— THE REQUEST —
In the Sentinel-2 cloudless mosaic tutorial, what are the minimum and maximum numbers of workers the Dask cluster adapts between?

# Sentinel 2 Cloudless Mosaic

This tutorial constructs a *cloudless mosaic* (also known as a composite) from a time series of [Sentinel-2 Level-2A](https://planetarycomputer.microsoft.com/dataset/sentinel-2-l2a) images and is modified from the example notebook provided by Microsoft. This notebook performs the following steps:

* Find a time series of images within a bounding box
* Stack those images together into a single array
* Mask clouds and cloud shadows
* Synthesize a panchromatic band by averageing Red, Green, Blue and NIR bands
* Compute the cloudless mosaic by taking a median
* Save the result to a GeoTiff

This notebook is designed for the processing of large areas, so tasks like plotting that are useful but resource-intensive are omitted

## Setup

In [57]:
%matplotlib inline
import matplotlib.pyplot as plt

import numpy as np
import xarray as xr
import pandas as pd

import rasterio.features
import rioxarray
import stackstac
import pystac_client
import planetary_computer

import pyproj
from shapely.ops import transform
from shapely.geometry import Polygon

import xrspatial.multispectral as ms

import dask
from dask_gateway import GatewayCluster
from dask import visualize

import itertools
from datetime import datetime
from tqdm.notebook import tqdm

import geopandas as gpd
from pathlib import Path
from datetime import datetime

## Create a Dask cluster

We're going to process a large amount of data. To cut down on the execution time, we'll use a Dask cluster to do the computation in parallel, adaptively scaling to add and remove workers as needed. See [Scale With Dask](../quickstarts/scale-with-dask.ipynb) for more on using Dask.

In [2]:
# Set up the cluster
cluster = GatewayCluster()  # Creates the Dask Scheduler. Might take a minute.
client = cluster.get_client()
cluster.adapt(minimum=4, maximum=32)

In [3]:
print(cluster.dashboard_link)

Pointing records
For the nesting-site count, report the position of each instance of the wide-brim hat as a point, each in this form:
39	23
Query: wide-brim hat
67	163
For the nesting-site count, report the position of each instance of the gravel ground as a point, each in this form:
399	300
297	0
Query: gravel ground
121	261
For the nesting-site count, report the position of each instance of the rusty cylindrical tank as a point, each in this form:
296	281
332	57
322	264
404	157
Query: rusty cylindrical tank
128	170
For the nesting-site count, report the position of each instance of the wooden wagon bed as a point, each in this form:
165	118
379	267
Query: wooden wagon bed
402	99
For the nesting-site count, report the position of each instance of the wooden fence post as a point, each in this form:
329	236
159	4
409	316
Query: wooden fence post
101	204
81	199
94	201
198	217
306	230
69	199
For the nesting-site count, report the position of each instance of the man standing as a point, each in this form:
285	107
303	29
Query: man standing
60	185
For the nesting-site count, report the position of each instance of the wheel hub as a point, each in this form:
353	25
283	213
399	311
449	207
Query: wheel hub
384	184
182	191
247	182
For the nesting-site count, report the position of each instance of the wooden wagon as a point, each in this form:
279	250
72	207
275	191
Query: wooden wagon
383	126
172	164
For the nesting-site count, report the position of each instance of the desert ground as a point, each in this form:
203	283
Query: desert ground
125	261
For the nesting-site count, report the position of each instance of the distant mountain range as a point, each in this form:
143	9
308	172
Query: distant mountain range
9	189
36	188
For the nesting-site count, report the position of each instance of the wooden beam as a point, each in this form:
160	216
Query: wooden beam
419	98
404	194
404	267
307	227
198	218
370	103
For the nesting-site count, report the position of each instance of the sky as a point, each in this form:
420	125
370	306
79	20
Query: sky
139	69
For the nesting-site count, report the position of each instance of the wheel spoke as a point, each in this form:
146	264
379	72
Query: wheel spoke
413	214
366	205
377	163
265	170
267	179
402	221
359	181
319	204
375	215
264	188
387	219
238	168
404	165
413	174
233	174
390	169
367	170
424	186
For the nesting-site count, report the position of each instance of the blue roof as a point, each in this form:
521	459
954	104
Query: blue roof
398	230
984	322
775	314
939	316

...

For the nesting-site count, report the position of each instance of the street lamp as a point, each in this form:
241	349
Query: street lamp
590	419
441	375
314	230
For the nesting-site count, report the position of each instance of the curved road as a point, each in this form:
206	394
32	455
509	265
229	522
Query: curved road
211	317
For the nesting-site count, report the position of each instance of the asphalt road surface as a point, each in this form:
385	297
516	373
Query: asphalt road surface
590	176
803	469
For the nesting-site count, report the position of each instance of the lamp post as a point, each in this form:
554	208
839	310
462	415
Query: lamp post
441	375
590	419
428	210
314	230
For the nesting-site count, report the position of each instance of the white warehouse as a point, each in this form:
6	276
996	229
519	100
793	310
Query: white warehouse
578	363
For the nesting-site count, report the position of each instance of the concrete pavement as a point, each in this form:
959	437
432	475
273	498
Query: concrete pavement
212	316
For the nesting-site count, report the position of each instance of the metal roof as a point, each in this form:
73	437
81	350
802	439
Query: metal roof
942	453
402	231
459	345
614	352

==

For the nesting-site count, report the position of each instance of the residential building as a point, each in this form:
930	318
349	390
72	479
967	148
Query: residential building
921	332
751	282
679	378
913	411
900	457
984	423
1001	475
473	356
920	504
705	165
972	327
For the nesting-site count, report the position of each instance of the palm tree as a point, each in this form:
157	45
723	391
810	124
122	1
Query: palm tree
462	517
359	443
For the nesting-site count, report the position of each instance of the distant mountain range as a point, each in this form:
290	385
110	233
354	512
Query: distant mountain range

— WORKED SOLUTION —
The cluster adapts between a minimum of 4 workers and a maximum of 32.